- _Directions_: Transcribe each record exactly, but omit pictures.

(Spatial localization data)
_ _ _ _ _

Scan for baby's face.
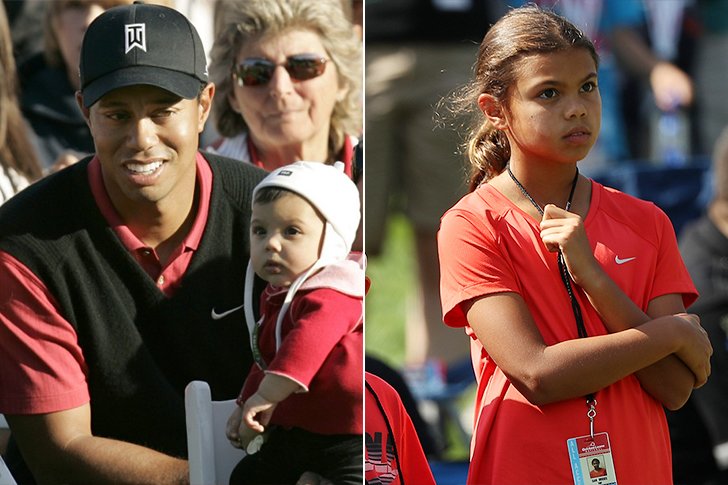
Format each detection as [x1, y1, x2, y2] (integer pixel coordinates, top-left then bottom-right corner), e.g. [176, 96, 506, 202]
[250, 192, 325, 287]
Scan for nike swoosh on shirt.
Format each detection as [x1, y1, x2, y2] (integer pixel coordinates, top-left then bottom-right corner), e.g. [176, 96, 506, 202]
[210, 304, 244, 320]
[615, 256, 636, 265]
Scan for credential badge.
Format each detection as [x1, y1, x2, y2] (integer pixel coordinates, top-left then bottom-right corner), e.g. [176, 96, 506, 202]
[125, 23, 147, 53]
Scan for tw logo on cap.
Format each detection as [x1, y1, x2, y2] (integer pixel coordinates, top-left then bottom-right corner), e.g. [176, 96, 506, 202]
[125, 23, 147, 53]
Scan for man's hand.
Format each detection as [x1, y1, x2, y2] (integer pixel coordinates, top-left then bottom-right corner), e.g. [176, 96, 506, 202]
[226, 405, 261, 449]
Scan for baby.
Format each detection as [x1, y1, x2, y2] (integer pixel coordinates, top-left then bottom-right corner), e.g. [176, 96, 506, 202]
[227, 161, 364, 484]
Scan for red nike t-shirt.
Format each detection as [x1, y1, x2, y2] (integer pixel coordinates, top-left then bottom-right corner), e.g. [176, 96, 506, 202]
[439, 180, 697, 485]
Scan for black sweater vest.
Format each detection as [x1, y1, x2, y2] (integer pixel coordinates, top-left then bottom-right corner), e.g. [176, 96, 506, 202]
[0, 153, 265, 457]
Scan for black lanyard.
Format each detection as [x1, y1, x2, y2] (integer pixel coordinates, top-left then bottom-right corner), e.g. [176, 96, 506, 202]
[507, 166, 598, 433]
[506, 165, 585, 337]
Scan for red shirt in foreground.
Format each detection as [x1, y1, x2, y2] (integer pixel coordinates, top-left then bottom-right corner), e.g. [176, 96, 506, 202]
[365, 372, 436, 485]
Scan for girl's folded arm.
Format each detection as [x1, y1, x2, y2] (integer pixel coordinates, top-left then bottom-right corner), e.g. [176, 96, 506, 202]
[576, 262, 709, 409]
[464, 291, 708, 407]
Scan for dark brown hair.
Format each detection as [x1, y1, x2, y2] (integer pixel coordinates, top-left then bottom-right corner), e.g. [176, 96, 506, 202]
[254, 186, 295, 204]
[448, 5, 598, 191]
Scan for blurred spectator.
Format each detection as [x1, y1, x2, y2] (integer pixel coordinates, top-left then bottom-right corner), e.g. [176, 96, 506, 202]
[174, 0, 216, 61]
[365, 0, 498, 381]
[350, 0, 362, 35]
[207, 0, 362, 178]
[692, 0, 728, 156]
[175, 0, 222, 148]
[3, 0, 44, 65]
[0, 0, 41, 205]
[673, 125, 728, 484]
[18, 0, 132, 170]
[337, 0, 362, 39]
[617, 0, 696, 164]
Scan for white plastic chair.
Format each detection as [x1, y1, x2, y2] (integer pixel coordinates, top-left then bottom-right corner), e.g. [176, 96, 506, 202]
[0, 455, 17, 485]
[0, 414, 16, 485]
[185, 380, 246, 485]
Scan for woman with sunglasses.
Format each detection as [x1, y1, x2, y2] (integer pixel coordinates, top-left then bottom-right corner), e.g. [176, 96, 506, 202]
[207, 0, 361, 180]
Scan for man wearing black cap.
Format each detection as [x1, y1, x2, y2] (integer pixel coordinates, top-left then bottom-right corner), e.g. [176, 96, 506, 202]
[0, 3, 267, 482]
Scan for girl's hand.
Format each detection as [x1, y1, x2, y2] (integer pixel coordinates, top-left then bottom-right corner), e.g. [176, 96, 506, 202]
[241, 392, 277, 434]
[540, 204, 599, 286]
[671, 313, 713, 388]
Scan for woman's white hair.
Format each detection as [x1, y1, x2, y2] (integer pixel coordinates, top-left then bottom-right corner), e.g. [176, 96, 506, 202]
[209, 0, 362, 159]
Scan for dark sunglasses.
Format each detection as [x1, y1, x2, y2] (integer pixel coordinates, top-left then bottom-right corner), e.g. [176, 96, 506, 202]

_ _ _ _ _

- _Task output_:
Scan for baby's face.
Format each detection as [x1, y1, x2, y2] (integer pixel coordinates, top-left then bottom-right corner), e.g. [176, 96, 506, 202]
[250, 192, 325, 287]
Scan for nike swoosh on shirt.
Format each detection as [x1, y1, x2, y2] (integer pixel coordinates, top-left then bottom-right corner), e.g. [176, 96, 506, 202]
[210, 304, 244, 320]
[615, 256, 636, 265]
Scan for credential badge.
Format each detection as [x1, y1, x2, y2] (integer pixel coordinates, top-left then bottom-right corner), e.g. [176, 96, 506, 202]
[125, 23, 147, 53]
Scan for tw logo on cap.
Format each detection as [x1, y1, x2, y2] (integer pixel coordinates, top-left then bottom-right corner), e.g. [176, 96, 506, 202]
[125, 23, 147, 53]
Scan for man's hand.
Format each detection as [x1, y1, x2, y2] (integer pixel coordinates, top-left then bottom-right corner), e.g. [176, 96, 506, 202]
[226, 405, 261, 449]
Scan for baby.
Format each detection as [x1, y1, x2, y2] (integer pixel coordinates, top-left then bottom-right corner), e.g. [176, 96, 506, 202]
[227, 161, 364, 484]
Scan for red nike t-shirt.
Format each detection as [x1, y1, x2, y2] (integer pixel coordinates, top-left then bottom-right corner), e.g. [176, 96, 506, 202]
[439, 180, 697, 485]
Scan for black sweater vest.
Format each detection as [x1, y1, x2, y2] (integer pixel coordinates, top-left then bottom-right corner), e.g. [176, 96, 506, 202]
[0, 153, 265, 457]
Scan for black lanyard.
Format each detection as [x1, y1, x2, y2] (integer pixel coordinates, top-left then bottom-right corner), e.g. [176, 96, 506, 202]
[507, 166, 598, 433]
[506, 165, 585, 337]
Scan for red shirt in foreground.
Format each detection as [x1, y1, x2, y2] (integer pixel coordinates, top-left then bottom-right corner), e.g. [176, 96, 506, 202]
[365, 372, 436, 485]
Scan for girl's folded arm.
Format each detection as [x1, y1, x2, y2] (integer pixel coordinates, top-left then bottom-right corner), e.g. [176, 96, 506, 202]
[576, 262, 709, 409]
[464, 291, 708, 407]
Scan for dark brown hair.
Format each detection as [x1, y1, x2, y2] (integer pixel coordinates, top-left then bottom-right corner), e.g. [176, 96, 506, 202]
[254, 186, 295, 204]
[448, 5, 598, 191]
Scan for blurred spectator.
Format each detection as [x1, y1, x2, y2] (integer pixel coordinates, top-left then bottom-right corner), e.g. [176, 96, 506, 202]
[174, 0, 216, 61]
[365, 0, 498, 381]
[350, 0, 362, 35]
[207, 0, 362, 178]
[692, 0, 728, 156]
[175, 0, 222, 148]
[3, 0, 44, 65]
[0, 0, 41, 205]
[673, 125, 728, 484]
[18, 0, 132, 170]
[337, 0, 362, 39]
[617, 0, 696, 164]
Scan for white plastic chair.
Format each detection as [x1, y1, x2, y2] (integer pixel coordinates, top-left then bottom-right corner), e.g. [176, 96, 506, 202]
[0, 455, 17, 485]
[0, 414, 16, 485]
[185, 380, 246, 485]
Scan for woman with sunglasses.
Format each detection as [x1, y1, x2, y2] (integer pixel coordinates, top-left then bottom-right corner), e.g. [176, 96, 506, 202]
[207, 0, 361, 180]
Scan for man wearing black cap.
Format each detection as [x1, y1, x2, y2] (integer pixel coordinates, top-left then bottom-right corner), e.g. [176, 96, 506, 202]
[0, 3, 267, 482]
Scan for girl's hand.
Format each detection as [x1, y1, x2, y2] (integer pixel coordinates, top-left then bottom-right corner), e.g. [176, 96, 506, 202]
[241, 392, 277, 434]
[540, 204, 599, 286]
[671, 313, 713, 388]
Scan for woman's white hair.
Format each detection as [x1, y1, x2, y2] (integer pixel coordinates, top-left then bottom-right corner), e.g. [176, 96, 506, 202]
[209, 0, 362, 159]
Scan for dark sunglasses.
Format each detection as [x1, y1, x2, y2] (integer pixel coordinates, top-left then bottom-right corner), e.g. [176, 96, 506, 202]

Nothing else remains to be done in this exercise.